Walter Leslie Runciman, 2nd Viscount Runciman of Doxford,  (26 August 1900 – 1 September 1989) was a prominent member of the Runcimans, a well-known Newcastle ship-owning and political family.

Background
Runciman was the eldest son of the politician Walter Runciman (later Walter Runciman, 1st Viscount Runciman of Doxford) and Hilda Stevenson. He was born in Newcastle upon Tyne and grew up at Doxford Hall. He was educated at Summer Fields School, Eton College and Trinity College, Cambridge. In 1937 he was awarded the Air Force Cross. He was awarded the OBE in 1946 for war service. On his father's death in 1949 he succeeded to the title Viscount Runciman of Doxford (created in 1937).

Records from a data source
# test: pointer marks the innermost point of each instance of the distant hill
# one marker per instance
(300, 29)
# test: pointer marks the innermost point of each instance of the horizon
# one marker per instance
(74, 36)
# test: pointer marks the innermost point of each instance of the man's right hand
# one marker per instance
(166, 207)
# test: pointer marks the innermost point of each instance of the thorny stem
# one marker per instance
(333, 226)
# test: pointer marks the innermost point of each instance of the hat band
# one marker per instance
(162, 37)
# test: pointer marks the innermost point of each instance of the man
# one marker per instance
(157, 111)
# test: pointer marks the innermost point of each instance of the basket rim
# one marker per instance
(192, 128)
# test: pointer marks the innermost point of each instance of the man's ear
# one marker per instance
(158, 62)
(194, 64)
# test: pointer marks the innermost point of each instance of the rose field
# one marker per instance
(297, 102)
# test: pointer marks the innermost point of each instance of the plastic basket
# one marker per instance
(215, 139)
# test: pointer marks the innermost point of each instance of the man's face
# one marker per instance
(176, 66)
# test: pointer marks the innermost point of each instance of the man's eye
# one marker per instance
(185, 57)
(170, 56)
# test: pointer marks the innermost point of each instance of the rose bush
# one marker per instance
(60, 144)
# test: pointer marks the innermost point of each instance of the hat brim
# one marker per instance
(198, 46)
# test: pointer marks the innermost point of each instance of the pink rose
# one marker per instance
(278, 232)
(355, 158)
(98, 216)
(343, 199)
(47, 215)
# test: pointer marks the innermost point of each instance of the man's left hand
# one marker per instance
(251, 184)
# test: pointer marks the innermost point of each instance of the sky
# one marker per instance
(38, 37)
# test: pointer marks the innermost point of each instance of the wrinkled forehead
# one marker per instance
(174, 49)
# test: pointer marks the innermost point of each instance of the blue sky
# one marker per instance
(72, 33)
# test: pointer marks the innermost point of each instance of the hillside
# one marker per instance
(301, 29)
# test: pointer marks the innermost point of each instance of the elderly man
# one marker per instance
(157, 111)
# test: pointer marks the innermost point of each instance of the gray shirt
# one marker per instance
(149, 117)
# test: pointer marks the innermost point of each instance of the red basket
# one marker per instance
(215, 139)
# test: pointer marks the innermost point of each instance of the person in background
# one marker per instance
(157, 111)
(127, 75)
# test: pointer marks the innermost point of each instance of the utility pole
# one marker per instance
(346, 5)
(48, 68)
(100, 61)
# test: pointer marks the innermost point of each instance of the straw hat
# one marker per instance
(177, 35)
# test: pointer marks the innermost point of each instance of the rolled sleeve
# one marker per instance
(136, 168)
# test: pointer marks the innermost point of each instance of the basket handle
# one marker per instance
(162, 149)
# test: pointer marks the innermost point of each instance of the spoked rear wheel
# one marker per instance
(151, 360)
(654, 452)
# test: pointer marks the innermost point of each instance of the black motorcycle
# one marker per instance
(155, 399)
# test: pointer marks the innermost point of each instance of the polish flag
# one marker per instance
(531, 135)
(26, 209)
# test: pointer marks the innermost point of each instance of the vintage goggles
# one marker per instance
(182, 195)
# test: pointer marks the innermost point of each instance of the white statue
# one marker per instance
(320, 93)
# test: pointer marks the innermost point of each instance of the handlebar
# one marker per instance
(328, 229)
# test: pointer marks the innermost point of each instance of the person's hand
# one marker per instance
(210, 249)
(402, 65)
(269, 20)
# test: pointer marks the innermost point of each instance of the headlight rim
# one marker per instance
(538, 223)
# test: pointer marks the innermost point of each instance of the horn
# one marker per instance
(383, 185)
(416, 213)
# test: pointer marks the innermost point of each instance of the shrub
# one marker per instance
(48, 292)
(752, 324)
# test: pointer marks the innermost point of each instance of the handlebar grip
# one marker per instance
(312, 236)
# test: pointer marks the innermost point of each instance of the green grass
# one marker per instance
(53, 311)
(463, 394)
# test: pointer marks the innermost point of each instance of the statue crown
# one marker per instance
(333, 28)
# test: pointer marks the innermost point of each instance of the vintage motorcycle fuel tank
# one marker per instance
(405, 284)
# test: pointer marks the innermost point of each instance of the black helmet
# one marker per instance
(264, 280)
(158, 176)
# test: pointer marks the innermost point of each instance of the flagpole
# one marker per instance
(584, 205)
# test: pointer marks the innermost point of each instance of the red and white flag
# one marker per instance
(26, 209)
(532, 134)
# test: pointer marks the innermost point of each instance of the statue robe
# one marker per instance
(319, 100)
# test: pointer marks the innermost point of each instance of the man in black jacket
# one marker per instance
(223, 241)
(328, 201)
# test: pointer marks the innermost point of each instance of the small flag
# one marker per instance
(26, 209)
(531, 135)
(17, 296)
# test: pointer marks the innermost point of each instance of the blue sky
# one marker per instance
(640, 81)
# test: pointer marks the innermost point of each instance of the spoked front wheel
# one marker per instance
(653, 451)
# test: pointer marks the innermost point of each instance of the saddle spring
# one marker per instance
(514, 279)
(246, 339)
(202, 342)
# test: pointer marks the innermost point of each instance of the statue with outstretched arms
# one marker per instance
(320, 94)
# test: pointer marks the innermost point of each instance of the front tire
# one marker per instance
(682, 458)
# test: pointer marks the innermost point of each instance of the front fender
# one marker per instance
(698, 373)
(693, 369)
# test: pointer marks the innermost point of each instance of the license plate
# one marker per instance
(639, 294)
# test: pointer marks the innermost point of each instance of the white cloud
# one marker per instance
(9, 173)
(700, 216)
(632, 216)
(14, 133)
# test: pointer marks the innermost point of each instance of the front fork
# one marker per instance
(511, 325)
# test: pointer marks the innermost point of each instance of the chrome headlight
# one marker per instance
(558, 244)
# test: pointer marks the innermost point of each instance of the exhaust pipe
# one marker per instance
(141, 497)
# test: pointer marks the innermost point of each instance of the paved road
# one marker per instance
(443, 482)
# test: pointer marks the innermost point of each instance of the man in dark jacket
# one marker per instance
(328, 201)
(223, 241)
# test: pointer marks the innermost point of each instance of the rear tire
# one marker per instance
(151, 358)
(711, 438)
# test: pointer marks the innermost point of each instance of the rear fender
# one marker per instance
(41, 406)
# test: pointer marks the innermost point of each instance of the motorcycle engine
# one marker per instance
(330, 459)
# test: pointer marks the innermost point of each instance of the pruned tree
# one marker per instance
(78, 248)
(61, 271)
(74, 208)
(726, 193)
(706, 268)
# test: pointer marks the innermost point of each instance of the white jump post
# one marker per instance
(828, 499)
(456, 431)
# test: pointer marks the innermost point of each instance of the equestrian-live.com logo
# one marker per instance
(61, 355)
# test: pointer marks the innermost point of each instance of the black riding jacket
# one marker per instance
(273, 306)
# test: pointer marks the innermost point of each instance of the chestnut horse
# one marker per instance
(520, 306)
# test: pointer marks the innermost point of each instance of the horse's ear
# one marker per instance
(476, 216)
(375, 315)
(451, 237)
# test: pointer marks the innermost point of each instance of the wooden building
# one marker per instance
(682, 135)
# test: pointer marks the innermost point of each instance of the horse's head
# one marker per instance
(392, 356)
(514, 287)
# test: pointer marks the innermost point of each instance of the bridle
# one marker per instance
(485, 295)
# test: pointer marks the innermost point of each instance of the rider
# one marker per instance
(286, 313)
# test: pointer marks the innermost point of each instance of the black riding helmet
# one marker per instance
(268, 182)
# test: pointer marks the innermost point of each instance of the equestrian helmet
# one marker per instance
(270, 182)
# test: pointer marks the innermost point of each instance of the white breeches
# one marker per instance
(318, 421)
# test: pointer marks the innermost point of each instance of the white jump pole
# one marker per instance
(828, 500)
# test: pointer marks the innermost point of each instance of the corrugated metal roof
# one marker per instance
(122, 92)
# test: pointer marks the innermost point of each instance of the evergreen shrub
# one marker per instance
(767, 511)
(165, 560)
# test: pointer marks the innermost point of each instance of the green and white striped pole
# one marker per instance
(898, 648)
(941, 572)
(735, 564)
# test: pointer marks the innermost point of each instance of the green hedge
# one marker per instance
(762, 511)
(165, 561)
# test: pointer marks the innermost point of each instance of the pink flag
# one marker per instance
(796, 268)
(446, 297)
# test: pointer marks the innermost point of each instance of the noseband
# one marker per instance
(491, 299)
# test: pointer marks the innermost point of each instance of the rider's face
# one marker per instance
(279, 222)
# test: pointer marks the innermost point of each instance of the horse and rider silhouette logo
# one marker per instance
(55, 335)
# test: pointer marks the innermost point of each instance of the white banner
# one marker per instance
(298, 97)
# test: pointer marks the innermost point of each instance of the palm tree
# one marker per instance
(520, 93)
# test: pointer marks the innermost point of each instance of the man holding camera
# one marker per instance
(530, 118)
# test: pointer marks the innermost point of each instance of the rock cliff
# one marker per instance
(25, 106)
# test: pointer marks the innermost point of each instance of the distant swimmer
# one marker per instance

* **Exercise set**:
• 1. In the biography of Walter Leslie Runciman, which honor did he receive in 1946 for war service?
• 2. Carry on the biography of Walter Leslie Runciman from the point where it stops.
None of the items are needed for the tasks.

* **Responses to the tasks**:
• 1. The OBE.

• 2.
Career
After graduating from Cambridge, Leslie Runciman joined the family shipping business, later becoming chairman of the company. He trained as a pilot and was Commanding Officer of No. 607 (County of Durham) Squadron of the Auxiliary Air Force from 1930 to 1939. He also partnered with Constance Leathart in forming Cramlington Aircraft Ltd, which ran Cramlington Aerodrome as well as producing a primary glider in the early 1930s. From 1940 to 1943, he was the first Director-General of the British Overseas Airways Corporation (BOAC). From then until 1946, he was Air Attaché in Tehran. Post-war Runciman served on many business and public organisations mainly related to shipping and air transport. He was a Trustee of the National Maritime Museum at Greenwich from 1955, acting as chairman from 1962 to 1972. A lifelong yachtsman, he was Commodore of the Royal Yacht Squadron from 1968 to 1974 and of Royal Northumberland Yacht Club from 1946 to 1976 when he was promoted Admiral for life.

Family
Walter Leslie Runciman married novelist Rosamond Nina Lehmann in 1923. They were divorced in 1928 and he remarried Katherine Schuyler Garrison in 1932. Their only child, the Hon Walter Garrison Runciman, later 3rd Viscount Runciman of Doxford was born in 1934. Leslie Runciman was the elder brother of the distinguished historian, the Honourable Sir Steven Runciman.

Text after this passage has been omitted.